§ Consigne détaillée
Poursuivez le texte sur le désir de croire et le mentalisme à partir de l'endroit où il s'arrête.

Le désir de croire

 

Quand j’étais jeune médecin, un peu bêtassou, je m’amusais beaucoup de l’effet que je faisais dans les repas d’amis, une fois que j’avais annoncé ma spécialité : dès que les invités savaient que j’étais psychiatre, si je me mettais à écouter attentivement quelqu’un en silence, on pensait que jétais en train de lire dans ses pensées.

Pouvoir que je n’avais évidemment pas, hélas. Et effort que je ne faisais pas non plus : qu’on se le dise, quand un psy ne parle pas lors d’un dîner, il n’est pas en train de faire pas des heures supplémentaires, mais il pense simplement à autre chose, comme tout le monde…

Puis, devenu vieux psychiatre, j’ai vécu un autre phénomène, assez proche finalement : comme j’étais expérimenté et médiatisé, les patients pensaient que j’avais des super-pouvoirs. En fait non, hélas, les super-pouvoirs j’aurais bien aimé, mais j’ai toujours été un psychiatre normal, ordinaire. Et mes résultats provenaient juste de mon travail. Je me percevais en mécanicien du cerveau, là où les patients me voyaient comme un Père Noël de l’âme, qui allait leur offrir à coup sûr le cadeau de la guérison…

C’est touchant, ce désir de croire, chez les enfants mais aussi chez ces enfants, trop vite devenus grands, que sont les adultes. « La foi est plus belle que Dieu » chante Claude Nougaro. De même chez les petits, la croyance au Père Noël est plus touchante que le Père Noël lui-même, avec sa fausse barbe de coton et son costume en feutrine élimée.

Touchants aussi, les moments où cette foi décroit. D’abord les enfants doutent de l’existence du Père Noël ; puis un jour ils n’y croient plus ; puis ils ne font même plus semblant d’y croire.

Cette période grise, entre le « j’y crois » et le « je n’y crois plus », est celle où les enfants font semblant, ils jouent le jeu des paquets arrivés de nuit par traîneau de rennes, car c’est une manière de recevoir leurs cadeaux plus poétique, plus mystérieuse, plus douce à vivre.

Il me semble qu’il se passe la même chose pour notre sujet d’aujourd’hui, le mentalisme. Regardez l’évolution des mots :
– Autrefois on parlait de magie (et donc de quelque chose de surnaturel),
– Puis, on a utilisé le mot prestidigitation (terme forgé 1823 à partir du latin prestus-digitus, « doigt rapide », et qui renvoie non plus au surnaturel mais à une habileté manuelle),
– Enfin, on se tourne aujourd’hui vers le terme de mentalisme (qui évoque un savoir-faire lié à des capacités mentales, d’intuition, d’attention et de mémoire notamment).

(Entrées enregistrées)

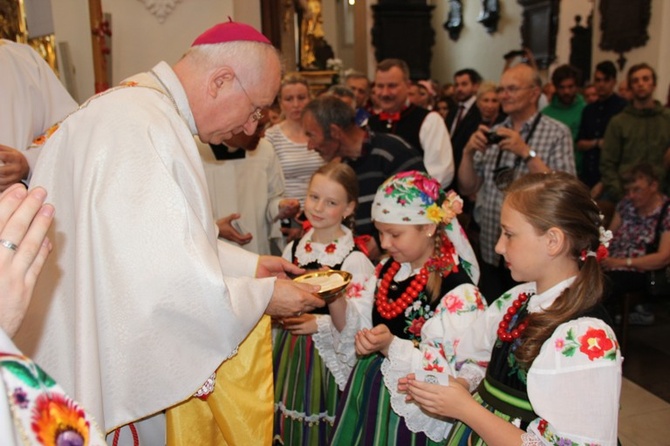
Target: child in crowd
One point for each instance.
(305, 391)
(408, 316)
(554, 375)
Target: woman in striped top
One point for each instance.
(289, 140)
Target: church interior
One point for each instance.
(95, 44)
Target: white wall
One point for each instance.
(139, 40)
(655, 52)
(71, 25)
(475, 48)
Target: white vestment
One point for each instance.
(32, 98)
(132, 312)
(252, 186)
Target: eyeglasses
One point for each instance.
(503, 176)
(257, 114)
(512, 89)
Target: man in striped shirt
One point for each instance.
(331, 130)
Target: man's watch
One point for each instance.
(532, 154)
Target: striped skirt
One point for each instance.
(306, 394)
(365, 417)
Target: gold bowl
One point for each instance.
(331, 286)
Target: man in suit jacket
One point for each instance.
(466, 84)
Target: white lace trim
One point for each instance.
(325, 340)
(343, 247)
(437, 429)
(529, 439)
(303, 417)
(473, 374)
(206, 388)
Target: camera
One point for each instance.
(514, 53)
(493, 138)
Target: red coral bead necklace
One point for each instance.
(504, 333)
(389, 310)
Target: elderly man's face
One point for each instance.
(517, 93)
(316, 140)
(642, 84)
(641, 192)
(361, 89)
(464, 88)
(566, 91)
(250, 142)
(235, 101)
(392, 89)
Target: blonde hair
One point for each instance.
(293, 79)
(344, 175)
(559, 200)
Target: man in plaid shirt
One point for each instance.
(526, 141)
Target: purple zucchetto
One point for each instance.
(230, 32)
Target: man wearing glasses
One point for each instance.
(140, 305)
(595, 118)
(526, 141)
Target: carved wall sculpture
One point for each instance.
(624, 26)
(489, 15)
(580, 46)
(414, 43)
(160, 8)
(539, 29)
(454, 22)
(13, 21)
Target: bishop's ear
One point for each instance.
(218, 79)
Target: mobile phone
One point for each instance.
(493, 137)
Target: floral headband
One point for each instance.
(414, 198)
(602, 251)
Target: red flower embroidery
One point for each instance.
(435, 367)
(354, 290)
(595, 343)
(454, 303)
(416, 326)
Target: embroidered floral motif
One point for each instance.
(20, 398)
(595, 343)
(355, 290)
(46, 415)
(416, 326)
(454, 303)
(40, 140)
(59, 420)
(416, 315)
(548, 434)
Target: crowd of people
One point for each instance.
(474, 219)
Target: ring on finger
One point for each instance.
(9, 245)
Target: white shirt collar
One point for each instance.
(541, 302)
(468, 104)
(170, 81)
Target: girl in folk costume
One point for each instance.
(409, 316)
(554, 375)
(306, 392)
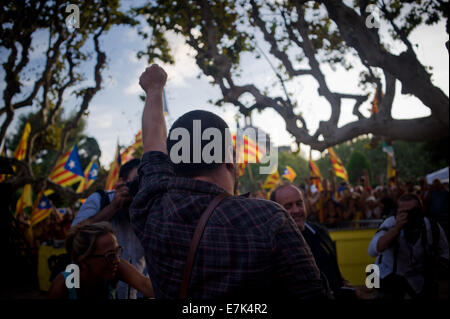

§ Réponse
Ça ressemble à une lente désillusion. Mais en réalité, l’esprit humain préfère souvent croire au surnaturel (à la magie), qu’admirer la naturel (la concentration ou l’habileté manuelle). Et à la fin, qui gagne ? Est-ce le désir de croire à la magie ? Ou le froid regard porté sur les trucs et le travail en amont ? C’est le désir de croire, bien sûr.

C’est pour ça que malgré tout, malgré les termes prestidigitation ou mentalisme, malgré les explications, malgré les livres et les traités, chaque tour effectué devant nous, avec nous, nous émerveille, nous fait retomber en enfance, dans un monde où des êtres supérieurs à nous (les adultes ou les magiciens) possèdent un savoir merveilleux et incompréhensible, auquel nous n’avons pas accès. Mais qui nous fait rêver.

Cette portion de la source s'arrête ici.